• [Problem to work on] In the review of the film Brad's Status, what city do Brad and his son Troy live in?

• [Text passage]
++++++++++

Brad Sloan (Ben Stiller), the hero of Mike White’s Brad’s Status, is a prig of the first water, which should be apparent to anyone not already a part, as he is, of the cozy little world of the media, “non-profits” (and especially the non-profit media), academe and Hollywood. But like many if not most prigs, he secretly envies those he so looks down on for getting the girl, the fame, and the money that he wants (or thinks he wants) as much as they do. There are many potentially interesting directions to go in with a story like this, but it is the single most uninteresting one which is taken by Brad’s Status. That is the one in which (spoiler alert!) the prig is reformed, softened, purged of envy and made holy again in his pursuit of political purity.
Worse, this transformation is effected by contact with youthful beauty and idealism, or what passes for it in the movies. We’ve been here before, of course. Youth worship was all the rage when I was a youth too. It wasn’t even original then. It had all happened before in the 1920s. But just as we didn’t know anything about that in the 1960s, so the youth worshippers of today in their 40s and 50s aren’t old enough to remember the sixties. Seen now from the other side of what we used to call “the generation gap,” the youth cult looks a little different. In fact, it looks utterly absurd. And now it’s the Gen-Xers who envy and admire the idealism of their juniors are on course for ending up like so many of their sixties-era predecessors: sad hippie wannabes who never grow up.
The movie is at its best early on when playing Brad’s status envy for laughs. It begins with a funny scene in bed as Brad, unable to sleep, quizzes his sleepy and bewildered wife, Melanie (Jenna Fischer), about what she can expect to inherit when her parents die. She says they will leave it all to their grandchildren, which Brad thinks monstrously unfair, as her brother has three children and they only have one. Or, she says, they may leave it to charity. “That would be mean!” says Brad, the manager of a non-profit. “I feel like we’re running out of time,” he adds. “Talk to your parents; get some clarity.”
Melanie replies: “I love you. Please shut up.”
But his inner voice won’t be silenced, and he returns to thoughts of Chris Kanew (Adam Capriolo), his only employee who has just told him that he’s leaving the non-profit world for finance. He feels, he has told Brad, that he “can do so much more good by making a lot of money and giving it away than by asking other people for money. Do you know what I mean?” Brad knows what he means. The words strike a chord with him because he has lately been made aware, as part of a gathering mid-life crisis, of the success of four of his college friends — success which he cannot but take as a personal reproach to himself.
Nick (Mr. White) is a gay Hollywood director whose house has been featured in Architectural Digest; Jason (Luke Wilson) is a hedge fund manager and philanthropist with an attractive family and a private jet; Billy (Jemaine Clement) is a tech billionaire who has retired to Maui with two bikini-clad lovelies, and Craig (Michael Sheen) is a best-selling author and TV political pundit. “It’s stupid to compare lives,” says Brad in voiceover, “but when I do I feel that somehow I have failed.” The feeling is both expressed and exacerbated when he confesses to his teenage son, Troy (Austin Abrams), whom he is escorting eastwards (they live in Sacramento) to look at colleges, that he is still ashamed at having only been wait-listed at Yale 30 years earlier.

++++++++++

• [Dataset rows]

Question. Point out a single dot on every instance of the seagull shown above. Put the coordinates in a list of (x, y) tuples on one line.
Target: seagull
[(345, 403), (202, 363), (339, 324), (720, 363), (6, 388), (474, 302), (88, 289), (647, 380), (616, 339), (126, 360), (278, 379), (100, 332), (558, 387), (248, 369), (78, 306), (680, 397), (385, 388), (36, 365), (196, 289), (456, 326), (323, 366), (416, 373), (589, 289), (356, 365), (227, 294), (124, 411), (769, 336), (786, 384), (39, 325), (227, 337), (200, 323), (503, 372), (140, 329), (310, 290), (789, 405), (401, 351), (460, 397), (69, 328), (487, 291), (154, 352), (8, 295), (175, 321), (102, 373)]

++++++++++

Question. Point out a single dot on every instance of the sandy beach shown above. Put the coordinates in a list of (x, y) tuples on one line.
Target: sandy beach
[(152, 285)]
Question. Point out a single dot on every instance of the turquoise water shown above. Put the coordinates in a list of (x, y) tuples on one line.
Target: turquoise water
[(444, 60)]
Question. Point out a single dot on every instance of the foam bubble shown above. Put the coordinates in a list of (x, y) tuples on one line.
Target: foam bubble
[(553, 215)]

++++++++++

• [Result for this task] Sacramento